• Exercise:
Reproduce the data below, swapping each occurrence of "bounding boxes" for "rectangles" and keeping everything else unchanged.

• Records for this exercise:

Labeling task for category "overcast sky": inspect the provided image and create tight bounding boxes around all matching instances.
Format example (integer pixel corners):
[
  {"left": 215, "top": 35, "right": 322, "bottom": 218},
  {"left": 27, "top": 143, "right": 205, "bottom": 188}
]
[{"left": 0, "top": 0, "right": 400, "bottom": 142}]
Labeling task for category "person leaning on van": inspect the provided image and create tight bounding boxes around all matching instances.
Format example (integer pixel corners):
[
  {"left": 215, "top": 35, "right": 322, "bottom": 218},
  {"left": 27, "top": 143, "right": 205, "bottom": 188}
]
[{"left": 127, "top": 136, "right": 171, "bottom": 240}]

• Full output:
Labeling task for category "overcast sky": inspect the provided image and create tight rectangles around all matching instances.
Format example (integer pixel corners):
[
  {"left": 215, "top": 35, "right": 322, "bottom": 218},
  {"left": 27, "top": 143, "right": 205, "bottom": 188}
]
[{"left": 0, "top": 0, "right": 400, "bottom": 142}]
Labeling task for category "person leaning on van": inspect the provided image and create tight rectangles around all matching instances.
Format example (integer pixel corners):
[
  {"left": 215, "top": 35, "right": 322, "bottom": 218},
  {"left": 27, "top": 143, "right": 205, "bottom": 188}
]
[{"left": 127, "top": 136, "right": 171, "bottom": 240}]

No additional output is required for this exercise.